What to produce: Below are records that hold pictures; write out only the lines from their start through the line with "positive clicks: (137, 304)", exactly, and drop the pictures.

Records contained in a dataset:
=== Section Start ===

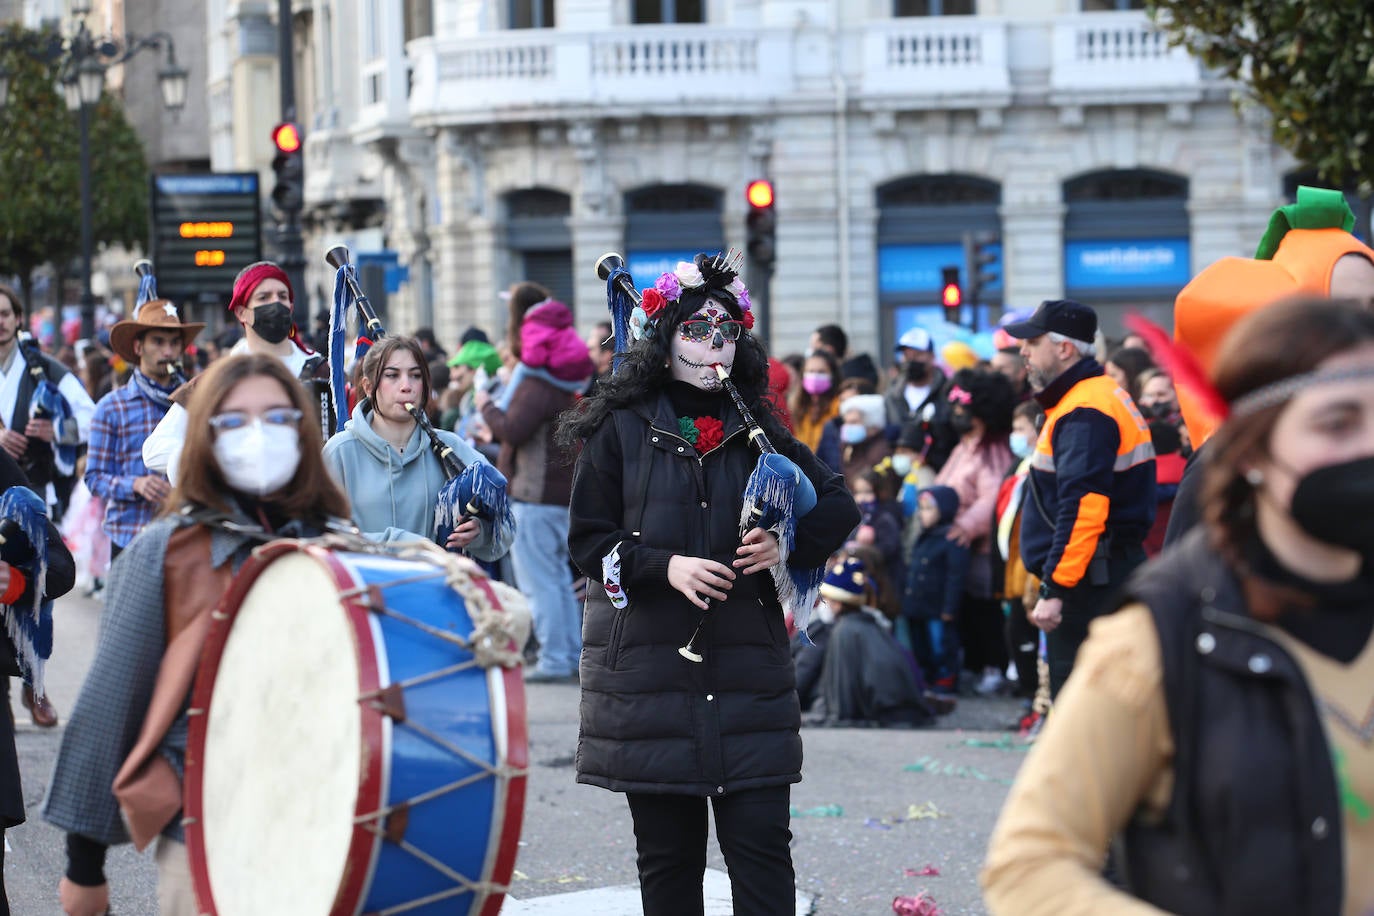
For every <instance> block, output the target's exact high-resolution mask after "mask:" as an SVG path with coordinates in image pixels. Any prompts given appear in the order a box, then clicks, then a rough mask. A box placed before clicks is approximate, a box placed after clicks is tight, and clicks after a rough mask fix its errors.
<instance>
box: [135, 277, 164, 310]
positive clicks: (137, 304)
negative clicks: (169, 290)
mask: <svg viewBox="0 0 1374 916" xmlns="http://www.w3.org/2000/svg"><path fill="white" fill-rule="evenodd" d="M155 298H158V279H157V277H155V276H153V275H151V273H144V275H143V277H142V279H140V280H139V299H137V301H136V302H135V304H133V308H139V306H140V305H143V304H144V302H151V301H153V299H155Z"/></svg>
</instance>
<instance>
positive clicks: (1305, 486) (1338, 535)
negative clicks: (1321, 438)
mask: <svg viewBox="0 0 1374 916" xmlns="http://www.w3.org/2000/svg"><path fill="white" fill-rule="evenodd" d="M1289 514H1290V515H1292V516H1293V520H1294V522H1297V523H1298V527H1301V529H1303V530H1304V531H1307V533H1308V534H1311V536H1312V537H1315V538H1316V540H1319V541H1322V542H1325V544H1334V545H1336V547H1345V548H1349V549H1352V551H1359V552H1360V553H1363V555H1364V556H1366V558H1371V556H1374V457H1364V459H1356V460H1353V461H1345V463H1342V464H1327V466H1326V467H1319V468H1316V470H1315V471H1309V472H1307V474H1305V475H1304V477H1301V478H1300V479H1298V482H1297V488H1296V489H1294V490H1293V505H1292V507H1290V508H1289Z"/></svg>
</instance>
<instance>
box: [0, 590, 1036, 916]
mask: <svg viewBox="0 0 1374 916" xmlns="http://www.w3.org/2000/svg"><path fill="white" fill-rule="evenodd" d="M99 610H100V608H99V604H98V603H96V602H92V600H87V599H82V597H78V596H77V597H69V599H66V600H63V602H60V603H59V604H58V612H56V621H58V623H56V651H55V654H54V659H52V662H51V665H49V669H48V678H49V689H51V694H52V696H54V702H55V703H56V706H58V710H59V711H60V713H66V711H69V710H70V709H71V705H73V702H74V699H76V694H77V689H78V688H80V680H81V676H82V673H84V670H85V666H87V665H88V662H89V658H91V654H92V651H93V648H95V636H96V625H98V618H99ZM14 691H15V692H18V683H16V681H15V687H14ZM528 699H529V721H530V746H532V748H530V758H532V769H530V777H529V794H528V802H526V809H525V828H523V835H522V842H521V853H519V860H518V862H517V869H518V873H517V880H515V883H514V893H513V895H514V898H515V900H518V901H519V904H518V905H511V906H507V912H511V913H528V915H530V916H533V915H543V913H554V912H561V913H563V915H565V916H576V915H577V913H584V912H585V913H596V916H618V913H621V912H627V913H629V912H636V908H633V900H635V898H633V895H629V897H628V900H629V901H631V902H629V906H631V909H624V908H620V906H618V905H617V904H616V901H617V900H618V901H621V904H624V901H625V900H627V893H625V891H624V890H622V891H620V893H617V891H610V890H602V891H599V893H598V890H599V889H613V887H624V889H631V887H632V886H633V883H635V861H633V835H632V832H631V823H629V814H628V810H627V808H625V803H624V799H622V797H620V795H614V794H611V792H606V791H603V790H598V788H591V787H585V786H577V784H576V783H574V781H573V769H572V764H573V751H574V746H576V739H577V724H576V715H577V688H576V687H574V685H532V687H530V688H529V689H528ZM14 706H15V711H16V720H18V722H19V726H18V731H19V735H18V743H19V759H21V766H22V769H23V779H25V797H26V799H27V803H29V812H30V820H29V823H27V824H25V825H23V827H19V828H16V829H14V831H10V834H8V838H10V842H11V846H12V851H11V853H8V854H7V856H5V882H7V886H8V889H10V900H11V904H12V909H14V912H15V913H21V915H25V916H29V915H33V916H48V915H56V913H59V912H60V911H59V908H58V905H56V882H58V876H59V875H60V872H62V867H63V862H65V849H63V840H62V836H60V834H59V832H58V831H55V829H52V828H51V827H48V825H47V824H44V823H43V821H41V820H40V818H38V813H37V812H38V806H40V803H41V799H43V792H44V787H45V781H47V777H48V773H49V770H51V766H52V759H54V755H55V754H56V747H58V740H59V737H60V728H59V729H55V731H51V732H45V731H40V729H36V728H33V726H32V725H30V724H29V717H27V713H26V711H25V710H23V709H22V707H19V705H18V702H15V703H14ZM1014 713H1015V703H1014V702H1011V700H981V699H967V700H963V702H962V703H960V707H959V710H958V711H956V713H955V714H954V715H952V717H949V718H948V720H945V725H947V728H943V729H940V731H919V732H908V731H877V729H826V728H808V729H807V731H805V733H804V739H805V748H807V764H805V769H804V775H805V779H804V781H802V783H801V784H800V786H797V787H794V790H793V805H794V806H796V809H797V814H798V816H797V817H794V818H793V832H794V835H796V842H794V858H796V865H797V883H798V893H800V894H801V897H802V898H804V900H808V901H811V906H812V912H813V913H818V915H822V916H849V915H867V913H872V915H882V913H890V912H892V900H893V897H897V895H901V894H915V893H918V891H919V890H926V891H929V893H930V894H932V895H933V897H934V900H936V901H937V902H938V905H940V906H941V909H943V911H944V912H945V913H947V915H948V916H956V915H960V913H982V912H984V909H982V905H981V902H980V897H978V891H977V880H976V878H977V869H978V865H980V862H981V858H982V851H984V846H985V842H987V836H988V832H989V831H991V828H992V824H993V821H995V818H996V813H998V808H999V806H1000V803H1002V801H1003V798H1004V797H1006V791H1007V790H1006V780H1009V779H1010V777H1011V776H1013V775H1014V773H1015V769H1017V766H1018V764H1020V762H1021V759H1022V757H1024V753H1022V751H1020V750H1014V748H1011V747H1006V746H1003V747H998V746H993V747H984V746H980V744H984V743H993V744H996V743H998V742H1002V743H1004V736H1006V733H1004V732H1000V731H996V729H998V728H999V726H1000V725H1002V724H1003V722H1006V721H1010V720H1011V718H1013V715H1014ZM978 729H981V731H978ZM708 865H709V868H712V869H720V871H723V869H724V864H723V861H721V858H720V854H719V851H716V850H714V847H713V849H712V854H710V857H709V861H708ZM927 867H933V868H934V869H937V871H938V872H940V873H938V876H915V875H908V873H907V872H908V869H910V871H911V872H921V871H923V869H926V868H927ZM107 871H109V875H110V876H111V882H113V893H114V898H113V911H114V912H115V913H118V915H120V916H126V915H146V916H151V915H153V913H155V911H157V906H155V893H154V869H153V861H151V854H150V856H137V854H135V853H133V850H132V849H131V847H121V849H118V850H113V851H111V858H110V864H109V867H107ZM720 879H721V876H714V875H712V876H710V880H709V882H708V884H709V886H710V884H712V883H713V882H719V880H720ZM569 894H570V897H566V900H565V901H544V900H543V898H547V897H551V895H569ZM554 904H558V905H556V906H554ZM708 912H717V913H723V912H728V909H714V911H708ZM801 912H805V911H801Z"/></svg>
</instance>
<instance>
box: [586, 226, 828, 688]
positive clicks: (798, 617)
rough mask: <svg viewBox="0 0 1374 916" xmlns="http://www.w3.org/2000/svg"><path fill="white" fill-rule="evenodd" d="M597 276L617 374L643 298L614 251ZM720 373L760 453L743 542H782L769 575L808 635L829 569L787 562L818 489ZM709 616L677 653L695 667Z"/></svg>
mask: <svg viewBox="0 0 1374 916" xmlns="http://www.w3.org/2000/svg"><path fill="white" fill-rule="evenodd" d="M596 276H598V277H600V279H602V280H606V304H607V308H609V309H610V313H611V328H613V330H614V334H616V357H614V361H613V367H614V369H613V371H618V369H620V363H621V360H622V358H624V357H622V354H624V353H625V350H628V349H629V346H631V341H629V338H631V334H629V328H631V313H632V312H633V309H635V308H638V306H639V304H640V299H642V295H640V293H639V290H636V288H635V282H633V277H632V276H631V273H629V271H628V269H627V268H625V260H624V258H622V257H621V255H620V254H617V253H614V251H610V253H606V254H603V255H602V257H600V258H598V260H596ZM716 374H717V375H719V376H720V380H721V385H723V386H724V387H725V391H728V393H730V398H731V401H734V405H735V409H736V411H739V416H741V417H742V419H743V422H745V426H746V427H747V428H749V441H750V442H753V444H754V446H756V448H757V449H758V461H757V464H754V470H753V472H750V475H749V481H747V482H746V483H745V493H743V507H742V509H741V514H739V536H741V537H743V536H745V534H746V533H747V531H749V530H752V529H756V527H760V529H763V530H765V531H769V533H772V534H774V536H775V537H776V538H778V564H776V566H774V567H772V569H771V570H769V574H771V575H772V581H774V586H775V588H776V591H778V600H779V602H780V603H782V606H783V608H785V610H789V611H791V618H793V622H794V623H796V626H797V629H798V632H801V633H805V632H807V623H808V622H809V619H811V610H812V607H813V606H815V603H816V597H818V596H819V593H820V582H822V580H824V577H826V567H824V564H822V566H820V567H816V569H793V567H789V566H787V558H789V555H790V553H791V551H793V548H794V547H796V544H797V519H800V518H802V516H805V515H807V512H809V511H811V509H813V508H815V507H816V488H815V485H813V483H812V482H811V479H809V478H808V477H807V475H805V474H802V471H801V468H800V467H797V464H796V463H793V461H791V459H789V457H787V456H785V455H782V453H780V452H778V449H775V448H774V445H772V442H771V441H769V439H768V434H767V433H765V431H764V428H763V427H761V426H760V424H758V420H757V419H754V415H753V412H752V411H750V409H749V405H747V404H745V398H743V396H742V394H741V393H739V389H738V387H736V386H735V383H734V380H731V378H730V374H728V372H727V371H725V368H724V367H723V365H719V364H717V365H716ZM708 614H709V611H703V612H702V615H701V618H699V619H698V622H697V628H695V629H694V630H692V634H691V637H690V639H688V640H687V643H686V644H684V645H683V647H682V648H679V650H677V654H679V655H682V656H683V658H686V659H687V661H690V662H701V661H702V658H703V656H702V654H701V650H699V648H698V645H697V640H698V639H701V632H702V629H703V626H705V623H706V617H708ZM802 639H807V637H805V636H804V637H802Z"/></svg>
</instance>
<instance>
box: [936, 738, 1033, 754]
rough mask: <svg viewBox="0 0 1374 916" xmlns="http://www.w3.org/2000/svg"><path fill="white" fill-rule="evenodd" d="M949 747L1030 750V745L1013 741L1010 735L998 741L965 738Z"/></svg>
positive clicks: (999, 750) (976, 738)
mask: <svg viewBox="0 0 1374 916" xmlns="http://www.w3.org/2000/svg"><path fill="white" fill-rule="evenodd" d="M949 747H989V748H992V750H998V751H1018V753H1020V751H1028V750H1031V743H1028V742H1017V740H1013V739H1011V736H1010V735H1003V736H1002V737H999V739H995V740H991V742H989V740H988V739H985V737H966V739H963V740H962V742H958V743H955V744H951V746H949Z"/></svg>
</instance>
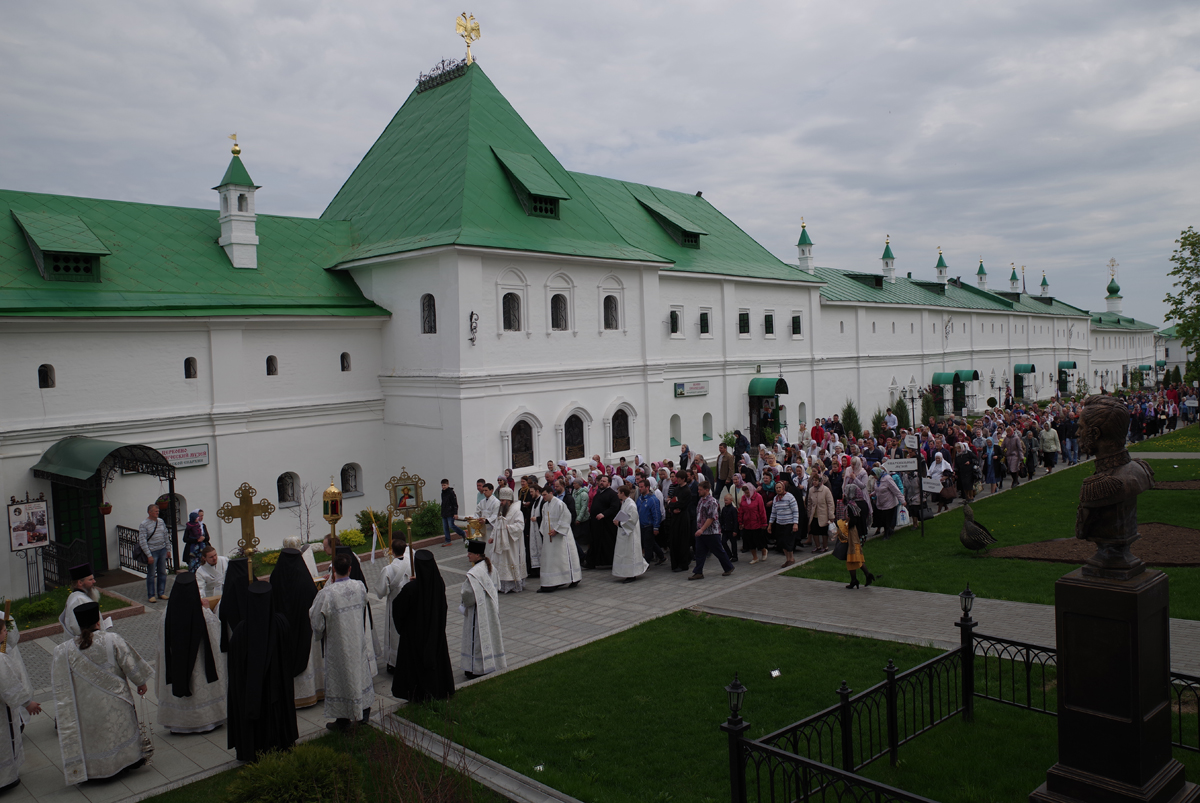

=== Section End ===

Task answer:
For every <instance> block, output the target's exact high-resolution mask after "mask:" as an SVG path with coordinates in image pixels. Any prompts given appear in the order a box, then clicks, then a rough mask. A box placed before clicks is approximate, a box placed after clicks is tight, and clicks after a rough mask fix its errors.
<instance>
box: [135, 277, 164, 310]
positive clicks: (137, 304)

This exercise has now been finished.